- AIM:
Output every line of the records below as a Markdown table with the columns Number and Record line, one row per line in order, leaving out blank lines.

- INFORMATION GIVEN:
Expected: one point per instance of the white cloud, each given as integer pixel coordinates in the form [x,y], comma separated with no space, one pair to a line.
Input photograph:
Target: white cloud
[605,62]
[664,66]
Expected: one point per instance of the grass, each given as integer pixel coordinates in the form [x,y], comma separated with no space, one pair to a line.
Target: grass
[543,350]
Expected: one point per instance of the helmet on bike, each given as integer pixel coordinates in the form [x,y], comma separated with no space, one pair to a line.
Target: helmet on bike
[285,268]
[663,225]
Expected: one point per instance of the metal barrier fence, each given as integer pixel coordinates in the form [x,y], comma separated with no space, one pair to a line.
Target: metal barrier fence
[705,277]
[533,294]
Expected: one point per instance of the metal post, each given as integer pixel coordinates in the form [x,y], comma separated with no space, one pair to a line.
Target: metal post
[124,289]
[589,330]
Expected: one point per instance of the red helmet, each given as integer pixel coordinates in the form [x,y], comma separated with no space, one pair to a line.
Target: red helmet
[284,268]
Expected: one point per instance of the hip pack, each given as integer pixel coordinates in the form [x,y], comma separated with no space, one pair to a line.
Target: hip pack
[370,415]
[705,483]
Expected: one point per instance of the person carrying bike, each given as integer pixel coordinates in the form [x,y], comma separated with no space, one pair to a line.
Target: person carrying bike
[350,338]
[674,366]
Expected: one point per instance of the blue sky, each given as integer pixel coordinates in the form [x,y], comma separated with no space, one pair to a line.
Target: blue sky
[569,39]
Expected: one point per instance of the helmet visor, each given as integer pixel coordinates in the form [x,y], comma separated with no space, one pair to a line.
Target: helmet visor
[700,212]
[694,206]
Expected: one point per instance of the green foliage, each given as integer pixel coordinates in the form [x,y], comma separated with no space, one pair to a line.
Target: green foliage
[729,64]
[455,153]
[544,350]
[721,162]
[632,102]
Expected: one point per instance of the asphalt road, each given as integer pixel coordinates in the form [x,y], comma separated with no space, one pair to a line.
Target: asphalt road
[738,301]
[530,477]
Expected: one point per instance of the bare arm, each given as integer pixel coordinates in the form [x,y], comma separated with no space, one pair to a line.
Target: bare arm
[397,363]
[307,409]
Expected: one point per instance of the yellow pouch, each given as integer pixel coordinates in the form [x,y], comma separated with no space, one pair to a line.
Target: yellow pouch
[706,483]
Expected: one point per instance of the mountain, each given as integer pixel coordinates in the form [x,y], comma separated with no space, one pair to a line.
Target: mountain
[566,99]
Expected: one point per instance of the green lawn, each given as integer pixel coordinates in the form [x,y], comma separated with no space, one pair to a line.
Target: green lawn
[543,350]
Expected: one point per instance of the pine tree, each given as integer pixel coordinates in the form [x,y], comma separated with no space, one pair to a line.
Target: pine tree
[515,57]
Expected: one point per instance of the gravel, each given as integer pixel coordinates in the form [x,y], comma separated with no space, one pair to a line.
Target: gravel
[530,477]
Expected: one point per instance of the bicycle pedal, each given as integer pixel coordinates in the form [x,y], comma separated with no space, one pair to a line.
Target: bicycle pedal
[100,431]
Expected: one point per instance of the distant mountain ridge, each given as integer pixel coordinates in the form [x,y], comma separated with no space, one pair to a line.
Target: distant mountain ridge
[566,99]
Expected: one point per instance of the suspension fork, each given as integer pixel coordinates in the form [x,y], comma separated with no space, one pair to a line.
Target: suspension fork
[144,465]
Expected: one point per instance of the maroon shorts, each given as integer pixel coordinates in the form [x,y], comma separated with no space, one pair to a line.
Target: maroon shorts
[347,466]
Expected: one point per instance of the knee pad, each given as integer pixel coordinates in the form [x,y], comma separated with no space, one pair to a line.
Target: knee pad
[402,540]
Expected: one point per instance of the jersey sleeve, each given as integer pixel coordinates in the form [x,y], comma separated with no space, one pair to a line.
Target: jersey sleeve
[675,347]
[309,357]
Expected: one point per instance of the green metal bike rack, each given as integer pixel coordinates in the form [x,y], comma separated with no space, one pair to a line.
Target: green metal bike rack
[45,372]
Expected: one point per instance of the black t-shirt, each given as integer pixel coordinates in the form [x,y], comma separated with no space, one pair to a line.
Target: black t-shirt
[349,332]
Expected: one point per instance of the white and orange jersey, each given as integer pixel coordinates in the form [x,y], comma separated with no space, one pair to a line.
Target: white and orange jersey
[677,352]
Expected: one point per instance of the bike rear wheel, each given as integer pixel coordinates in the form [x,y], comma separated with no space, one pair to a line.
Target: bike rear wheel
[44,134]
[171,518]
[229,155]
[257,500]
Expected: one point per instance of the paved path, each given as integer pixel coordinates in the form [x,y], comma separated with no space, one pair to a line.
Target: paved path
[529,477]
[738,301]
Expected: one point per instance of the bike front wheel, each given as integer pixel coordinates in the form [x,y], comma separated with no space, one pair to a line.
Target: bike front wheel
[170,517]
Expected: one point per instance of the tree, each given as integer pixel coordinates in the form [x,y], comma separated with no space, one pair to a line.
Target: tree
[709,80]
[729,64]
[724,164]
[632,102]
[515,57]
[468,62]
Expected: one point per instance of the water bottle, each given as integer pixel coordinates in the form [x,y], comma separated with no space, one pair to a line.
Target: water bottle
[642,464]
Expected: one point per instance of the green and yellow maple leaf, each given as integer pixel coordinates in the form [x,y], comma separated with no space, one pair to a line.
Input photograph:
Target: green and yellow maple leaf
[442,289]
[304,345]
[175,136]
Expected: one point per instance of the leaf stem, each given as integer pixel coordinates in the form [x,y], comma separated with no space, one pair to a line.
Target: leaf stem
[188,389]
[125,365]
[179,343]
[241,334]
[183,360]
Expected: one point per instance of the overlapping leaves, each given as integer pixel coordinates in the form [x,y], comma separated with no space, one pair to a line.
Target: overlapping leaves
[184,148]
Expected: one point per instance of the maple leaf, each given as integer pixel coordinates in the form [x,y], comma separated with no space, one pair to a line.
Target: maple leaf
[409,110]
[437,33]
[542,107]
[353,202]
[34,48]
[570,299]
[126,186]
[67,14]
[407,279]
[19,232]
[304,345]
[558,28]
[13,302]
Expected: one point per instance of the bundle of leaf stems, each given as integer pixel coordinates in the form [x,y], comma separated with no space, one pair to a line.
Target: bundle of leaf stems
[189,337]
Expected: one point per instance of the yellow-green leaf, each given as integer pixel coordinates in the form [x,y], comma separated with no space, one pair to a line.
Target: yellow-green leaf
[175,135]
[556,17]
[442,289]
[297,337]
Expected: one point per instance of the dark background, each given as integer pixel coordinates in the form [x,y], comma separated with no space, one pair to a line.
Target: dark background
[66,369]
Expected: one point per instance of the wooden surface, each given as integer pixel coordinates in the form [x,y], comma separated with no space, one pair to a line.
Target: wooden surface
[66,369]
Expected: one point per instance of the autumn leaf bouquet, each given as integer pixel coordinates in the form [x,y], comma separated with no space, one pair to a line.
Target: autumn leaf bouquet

- COMPLETE ANSWER:
| Number | Record line |
|---|---|
| 1 | Expected: one point per instance of the white cloud, each given as integer pixel coordinates in the form [x,y], comma separated with no space, one pair to a line. |
| 2 | Input photograph: |
| 3 | Target: white cloud |
| 4 | [605,62] |
| 5 | [664,66] |
| 6 | Expected: one point per instance of the grass, each given as integer pixel coordinates in the form [x,y], comma separated with no space, one pair to a line. |
| 7 | Target: grass |
| 8 | [543,350] |
| 9 | Expected: one point per instance of the helmet on bike, each given as integer pixel coordinates in the form [x,y], comma separated with no space, one pair to a line. |
| 10 | Target: helmet on bike |
| 11 | [285,268] |
| 12 | [663,225] |
| 13 | Expected: one point per instance of the metal barrier fence, each given as integer pixel coordinates in the form [x,y], comma separated with no space, one pair to a line. |
| 14 | Target: metal barrier fence |
| 15 | [705,277] |
| 16 | [533,294] |
| 17 | Expected: one point per instance of the metal post, each given as integer pixel coordinates in the form [x,y], comma separated with no space, one pair to a line. |
| 18 | Target: metal post |
| 19 | [124,289] |
| 20 | [589,330] |
| 21 | Expected: one point per instance of the red helmet, each given as integer pixel coordinates in the form [x,y], comma separated with no space, one pair to a line. |
| 22 | Target: red helmet |
| 23 | [284,268] |
| 24 | Expected: one point per instance of the hip pack, each given as integer pixel coordinates in the form [x,y], comma separated with no space, one pair to a line. |
| 25 | Target: hip pack |
| 26 | [370,415] |
| 27 | [705,483] |
| 28 | Expected: one point per instance of the person carrying bike, each given as integer pixel coordinates in the form [x,y], comma separated with no space, one pair to a line. |
| 29 | Target: person carrying bike |
| 30 | [350,338] |
| 31 | [674,366] |
| 32 | Expected: one point per instance of the blue sky, each given as integer pixel coordinates in the form [x,y], comma separated with no space, one pair to a line. |
| 33 | Target: blue sky |
| 34 | [569,39] |
| 35 | Expected: one point per instance of the helmet visor, each given as integer pixel coordinates in the form [x,y], comma separated with no space, one pair to a line. |
| 36 | Target: helmet visor |
| 37 | [700,212] |
| 38 | [694,206] |
| 39 | Expected: one point per instance of the green foliage, each given as integer pixel coordinates in the form [x,y], comma separated with no space, one pair to a line. |
| 40 | Target: green foliage |
| 41 | [729,64] |
| 42 | [455,153] |
| 43 | [544,350] |
| 44 | [721,162] |
| 45 | [632,102] |
| 46 | Expected: one point per instance of the asphalt road, each given as integer pixel coordinates in the form [x,y], comma separated with no space, one pair to a line. |
| 47 | Target: asphalt road |
| 48 | [738,301] |
| 49 | [530,477] |
| 50 | Expected: one point per instance of the bare arm, each given as integer pixel coordinates in the form [x,y], comma separated with no space, one pair to a line. |
| 51 | Target: bare arm |
| 52 | [397,363] |
| 53 | [307,409] |
| 54 | Expected: one point per instance of the yellow pouch, each given as integer pixel coordinates in the form [x,y], comma separated with no space, one pair to a line. |
| 55 | Target: yellow pouch |
| 56 | [706,483] |
| 57 | Expected: one point per instance of the mountain, each given as integer pixel coordinates in the form [x,y], comma separated with no space, one pair to a line. |
| 58 | Target: mountain |
| 59 | [566,99] |
| 60 | Expected: one point per instance of the green lawn, each given as integer pixel coordinates in the form [x,y], comma separated with no space, one pair to a line. |
| 61 | Target: green lawn |
| 62 | [543,350] |
| 63 | Expected: one point per instance of the pine tree, each given as integer pixel coordinates in the form [x,y], comma separated with no space, one pair to a line. |
| 64 | Target: pine tree |
| 65 | [515,57] |
| 66 | Expected: one point per instance of the gravel, each given as integer pixel coordinates in the form [x,y], comma separated with no space, one pair to a line. |
| 67 | Target: gravel |
| 68 | [530,477] |
| 69 | Expected: one point per instance of the bicycle pedal, each given as integer pixel coordinates in the form [x,y], comma separated with no space, one pair to a line. |
| 70 | Target: bicycle pedal |
| 71 | [100,431] |
| 72 | Expected: one point per instance of the distant mountain ridge, each given as integer pixel coordinates in the form [x,y], comma separated with no space, one pair to a line. |
| 73 | Target: distant mountain ridge |
| 74 | [566,99] |
| 75 | Expected: one point per instance of the suspension fork, each given as integer pixel coordinates in the form [x,y], comma separated with no space, one pair to a line. |
| 76 | Target: suspension fork |
| 77 | [144,465] |
| 78 | Expected: one point per instance of the maroon shorts, each given as integer pixel coordinates in the form [x,y], comma separated with no space, one pair to a line. |
| 79 | Target: maroon shorts |
| 80 | [347,466] |
| 81 | Expected: one point per instance of the knee pad, each given as integer pixel coordinates in the form [x,y], comma separated with no space, one pair to a line. |
| 82 | Target: knee pad |
| 83 | [402,540] |
| 84 | Expected: one point per instance of the jersey sleeve, each given as integer pixel coordinates in the form [x,y], comma separated with no space, one pair to a line. |
| 85 | Target: jersey sleeve |
| 86 | [675,347] |
| 87 | [309,357] |
| 88 | Expected: one point per instance of the green metal bike rack, each given as integer pixel coordinates in the form [x,y], comma separated with no space, one pair to a line. |
| 89 | Target: green metal bike rack |
| 90 | [45,372] |
| 91 | Expected: one point per instance of the black t-shirt, each given as integer pixel coordinates in the form [x,y], comma separated with no space, one pair to a line. |
| 92 | Target: black t-shirt |
| 93 | [349,332] |
| 94 | Expected: one point per instance of the white and orange jersey, each given as integer pixel coordinates in the form [x,y], comma separated with no space, one pair to a line. |
| 95 | Target: white and orange jersey |
| 96 | [677,352] |
| 97 | Expected: one point per instance of the bike rear wheel, each given as integer pixel coordinates in the form [x,y], comma separated with no space, one pair to a line. |
| 98 | Target: bike rear wheel |
| 99 | [44,134] |
| 100 | [171,518] |
| 101 | [229,155] |
| 102 | [257,500] |
| 103 | Expected: one point per instance of the paved path, each given as integer pixel coordinates in the form [x,y], comma separated with no space, one pair to a line. |
| 104 | Target: paved path |
| 105 | [529,477] |
| 106 | [738,301] |
| 107 | Expected: one point per instance of the bike front wheel, each given as integer pixel coordinates in the form [x,y], comma separated with no space, one pair to a line. |
| 108 | Target: bike front wheel |
| 109 | [170,517] |
| 110 | Expected: one point per instance of the tree, each given as integer pixel coordinates in the form [x,y], comma separated with no space, one pair to a line. |
| 111 | Target: tree |
| 112 | [709,80] |
| 113 | [729,64] |
| 114 | [724,164] |
| 115 | [632,102] |
| 116 | [515,57] |
| 117 | [468,62] |
| 118 | Expected: one point per instance of the water bottle, each given as integer pixel coordinates in the form [x,y], comma separated with no space, one pair to a line. |
| 119 | Target: water bottle |
| 120 | [642,464] |
| 121 | Expected: one point per instance of the green and yellow maple leaf, each given as integer pixel coordinates in the form [x,y], comma separated with no space, one pair to a line. |
| 122 | Input photograph: |
| 123 | Target: green and yellow maple leaf |
| 124 | [442,289] |
| 125 | [304,345] |
| 126 | [175,136] |
| 127 | Expected: one point per instance of the leaf stem, each given as integer pixel coordinates in the form [x,y], comma separated with no space, one pair to a line. |
| 128 | Target: leaf stem |
| 129 | [188,389] |
| 130 | [125,365] |
| 131 | [179,343] |
| 132 | [241,334] |
| 133 | [183,360] |
| 134 | Expected: one point per instance of the overlapping leaves, each given as integer pixel coordinates in the form [x,y], comma separated with no space, one pair to a line. |
| 135 | Target: overlapping leaves |
| 136 | [184,148] |
| 137 | Expected: one point per instance of the maple leaf, each given as integer pixel coordinates in the form [x,y], comma separated with no space, one pair to a line. |
| 138 | Target: maple leaf |
| 139 | [409,110] |
| 140 | [437,33] |
| 141 | [542,107] |
| 142 | [353,202] |
| 143 | [34,48] |
| 144 | [570,299] |
| 145 | [126,186] |
| 146 | [67,14] |
| 147 | [407,279] |
| 148 | [19,232] |
| 149 | [304,345] |
| 150 | [558,28] |
| 151 | [13,302] |
| 152 | Expected: one point per instance of the bundle of leaf stems, each given as integer pixel coordinates in the form [x,y], comma separated with no space, one pair to a line. |
| 153 | Target: bundle of leaf stems |
| 154 | [189,337] |
| 155 | Expected: one point per instance of the yellow-green leaf, each given as integer pixel coordinates in the form [x,y], comma separated with no space, one pair to a line. |
| 156 | Target: yellow-green leaf |
| 157 | [175,135] |
| 158 | [556,17] |
| 159 | [442,289] |
| 160 | [297,337] |
| 161 | Expected: one point per instance of the dark background, each given as integer pixel coordinates in the form [x,y], comma separated with no space, one pair to a line. |
| 162 | Target: dark background |
| 163 | [66,369] |
| 164 | Expected: one point per instance of the wooden surface, each given as integer pixel coordinates in the form [x,y], comma separated with no space, one pair to a line. |
| 165 | Target: wooden surface |
| 166 | [66,369] |
| 167 | Expected: one point per instance of the autumn leaf bouquet, each given as integer pixel coordinates in the form [x,y], comma separated with no space, one pair to a line. |
| 168 | Target: autumn leaf bouquet |